The clinical problem with nerve growth factors, or neurotrophins, is that they are somewhat misnamed. They do indeed promote the growth of some brain cell types - but the death of others.

That has been one barrier to using them therapeutically, since saving neurons while killing off their myelin sheath is not what one might term a promising strategy overall.

But in the May 17, 2006, issue of the Journal of Neuroscience, researchers reported on using a virtual screening method to identify compounds that activate the p75 neurotrophin receptor. The compounds promoted cell survival in several different brain cell types, including oligodendrocytes, which usually are nudged toward apoptosis by neurotrophins themselves.

The scientists, from the Veteran's Affairs Medical Center, the University of California at San Francisco, the University of North Carolina at Chapel Hill, Ohio State University and Cornell University, used a combination of in silico and in vitro screening, as well as old-fashioned chemical expertise, to get their leads. They first created a model of part of a neurotrophin known to interact with the p75 neurotrophin receptor, and then tested more than 1 million virtual molecules for potential binding action. A group of 800 candidates was reduced to about 60 by visual inspection, and eventually, based on both in vitro screening and theoretical considerations, two compounds were chosen that had the greatest potential to be turned into drugs.

Inhibitors usually are easier to find than activators, since it is a less precise endeavor to gum up an interaction than to mimic it. Lead author Stephen Massa, neurologist at the Veteran's Affairs Medical Center, did have some ideas about why his team was able to generate activators.

"A lot of it had to do with post-processing," he told BioWorld Today, adding that what allowed the scientists to pick activators was "almost chemical intuition, but informed massively by data." Nevertheless, he said his team had been "surprisingly successful" in generating the activators. His team is working on quantitating that chemical intuition to make the process reproducible.

The scientists found that their compounds increased neuronal survival in cell cultures, and that it did so by interacting with the p75 neurotrophin receptor. In the hippocampus, their effects were similar to those of nerve growth factors. But the compounds also increased survival of oligodendrocytes, which form the myelin sheath that lets neurons pass on electrical signals. The myelin sheath is damaged in multiple sclerosis and can contribute to paralysis after spinal cord injuries.

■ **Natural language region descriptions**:
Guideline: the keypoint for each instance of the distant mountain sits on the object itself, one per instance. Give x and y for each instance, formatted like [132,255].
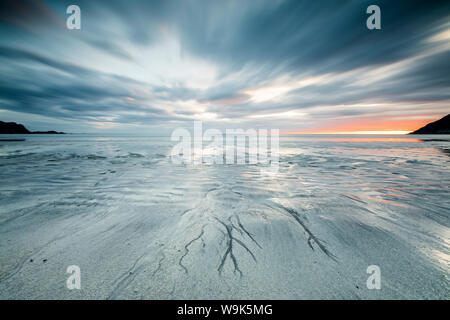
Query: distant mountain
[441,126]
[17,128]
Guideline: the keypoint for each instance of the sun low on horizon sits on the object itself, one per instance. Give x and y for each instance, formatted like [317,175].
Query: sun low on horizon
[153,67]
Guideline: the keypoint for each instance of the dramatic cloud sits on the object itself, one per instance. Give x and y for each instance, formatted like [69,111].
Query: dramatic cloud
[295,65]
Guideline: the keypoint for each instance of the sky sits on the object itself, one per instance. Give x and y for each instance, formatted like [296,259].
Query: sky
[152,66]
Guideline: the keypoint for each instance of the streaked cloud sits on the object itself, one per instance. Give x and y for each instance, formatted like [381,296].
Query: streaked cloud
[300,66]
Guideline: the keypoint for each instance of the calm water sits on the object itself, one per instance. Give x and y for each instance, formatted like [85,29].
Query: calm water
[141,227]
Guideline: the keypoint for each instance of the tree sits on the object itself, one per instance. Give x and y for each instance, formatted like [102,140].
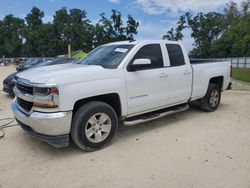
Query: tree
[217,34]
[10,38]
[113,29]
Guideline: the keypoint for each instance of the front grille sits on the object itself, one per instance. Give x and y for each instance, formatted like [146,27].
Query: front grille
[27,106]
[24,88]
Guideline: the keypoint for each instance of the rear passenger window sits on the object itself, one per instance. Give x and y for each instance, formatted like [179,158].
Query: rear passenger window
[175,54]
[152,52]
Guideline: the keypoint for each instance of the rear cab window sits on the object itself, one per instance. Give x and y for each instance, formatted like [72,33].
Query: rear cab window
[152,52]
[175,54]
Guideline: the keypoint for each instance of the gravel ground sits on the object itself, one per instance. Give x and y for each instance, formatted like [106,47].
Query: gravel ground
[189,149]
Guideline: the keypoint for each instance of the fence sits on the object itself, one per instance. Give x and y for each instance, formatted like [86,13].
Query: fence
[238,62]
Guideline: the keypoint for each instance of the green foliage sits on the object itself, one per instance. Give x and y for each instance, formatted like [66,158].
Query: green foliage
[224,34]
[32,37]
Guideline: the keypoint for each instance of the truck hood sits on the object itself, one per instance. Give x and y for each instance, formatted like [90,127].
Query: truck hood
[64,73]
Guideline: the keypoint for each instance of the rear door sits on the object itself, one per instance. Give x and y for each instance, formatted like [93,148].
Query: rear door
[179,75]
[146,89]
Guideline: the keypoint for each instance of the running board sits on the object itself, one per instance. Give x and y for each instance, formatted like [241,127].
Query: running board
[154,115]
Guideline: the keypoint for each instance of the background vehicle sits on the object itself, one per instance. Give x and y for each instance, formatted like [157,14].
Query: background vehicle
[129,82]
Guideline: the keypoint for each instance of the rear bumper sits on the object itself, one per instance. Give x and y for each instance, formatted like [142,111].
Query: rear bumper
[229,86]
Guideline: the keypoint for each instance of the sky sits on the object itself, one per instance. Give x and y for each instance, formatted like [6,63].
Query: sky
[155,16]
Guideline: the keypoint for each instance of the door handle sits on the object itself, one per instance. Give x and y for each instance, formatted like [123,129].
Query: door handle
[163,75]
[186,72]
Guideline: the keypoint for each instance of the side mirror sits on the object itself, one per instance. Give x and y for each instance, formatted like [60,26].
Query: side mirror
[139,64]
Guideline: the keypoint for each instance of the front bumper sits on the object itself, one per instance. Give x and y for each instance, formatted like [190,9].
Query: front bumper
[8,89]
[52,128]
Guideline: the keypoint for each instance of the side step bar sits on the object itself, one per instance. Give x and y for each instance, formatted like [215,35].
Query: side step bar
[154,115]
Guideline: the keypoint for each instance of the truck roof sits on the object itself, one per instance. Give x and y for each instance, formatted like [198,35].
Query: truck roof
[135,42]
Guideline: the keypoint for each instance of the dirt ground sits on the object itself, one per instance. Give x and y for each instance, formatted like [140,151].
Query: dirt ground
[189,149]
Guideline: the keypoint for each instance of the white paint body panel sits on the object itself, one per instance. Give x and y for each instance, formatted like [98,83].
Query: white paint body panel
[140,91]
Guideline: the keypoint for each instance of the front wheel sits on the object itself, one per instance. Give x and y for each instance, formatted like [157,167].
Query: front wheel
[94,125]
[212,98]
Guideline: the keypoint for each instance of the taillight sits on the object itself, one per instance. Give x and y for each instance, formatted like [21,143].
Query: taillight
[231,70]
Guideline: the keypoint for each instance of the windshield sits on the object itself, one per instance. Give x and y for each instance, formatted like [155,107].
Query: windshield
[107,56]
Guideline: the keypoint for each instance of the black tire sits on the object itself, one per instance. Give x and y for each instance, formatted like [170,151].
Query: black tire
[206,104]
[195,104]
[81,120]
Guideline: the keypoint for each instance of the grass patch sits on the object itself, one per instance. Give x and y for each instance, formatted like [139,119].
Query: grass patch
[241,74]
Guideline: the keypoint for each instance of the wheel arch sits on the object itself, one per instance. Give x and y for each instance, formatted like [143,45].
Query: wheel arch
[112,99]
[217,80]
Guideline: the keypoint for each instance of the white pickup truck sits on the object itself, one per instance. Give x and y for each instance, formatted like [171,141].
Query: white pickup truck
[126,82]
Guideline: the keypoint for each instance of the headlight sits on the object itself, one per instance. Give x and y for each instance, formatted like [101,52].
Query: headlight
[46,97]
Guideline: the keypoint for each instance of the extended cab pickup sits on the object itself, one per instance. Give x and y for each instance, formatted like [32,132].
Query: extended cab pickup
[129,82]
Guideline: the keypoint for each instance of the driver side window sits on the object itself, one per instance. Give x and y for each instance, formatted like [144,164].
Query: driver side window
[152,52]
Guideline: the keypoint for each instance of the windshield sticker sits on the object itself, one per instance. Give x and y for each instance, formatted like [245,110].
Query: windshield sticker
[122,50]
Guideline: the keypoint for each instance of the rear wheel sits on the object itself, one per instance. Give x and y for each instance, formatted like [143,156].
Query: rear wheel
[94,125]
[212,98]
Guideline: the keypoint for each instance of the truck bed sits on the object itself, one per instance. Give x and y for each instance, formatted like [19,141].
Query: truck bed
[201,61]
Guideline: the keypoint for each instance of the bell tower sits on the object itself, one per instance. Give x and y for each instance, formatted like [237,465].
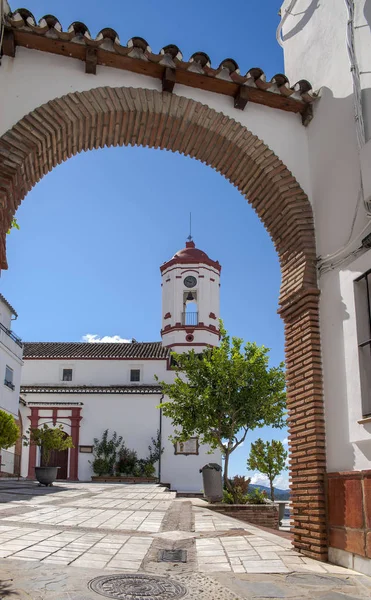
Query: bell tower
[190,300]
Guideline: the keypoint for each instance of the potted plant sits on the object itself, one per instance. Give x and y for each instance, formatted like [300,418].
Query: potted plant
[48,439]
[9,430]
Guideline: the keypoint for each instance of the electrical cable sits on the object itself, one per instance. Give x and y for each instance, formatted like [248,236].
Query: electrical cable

■ **What you are asked to do**:
List the institutions that the scientists in the neurotrophin passage came from.

■ **Result for this exercise**:
Veteran's Affairs Medical Center
University of California at San Francisco
University of North Carolina at Chapel Hill
Ohio State University
Cornell University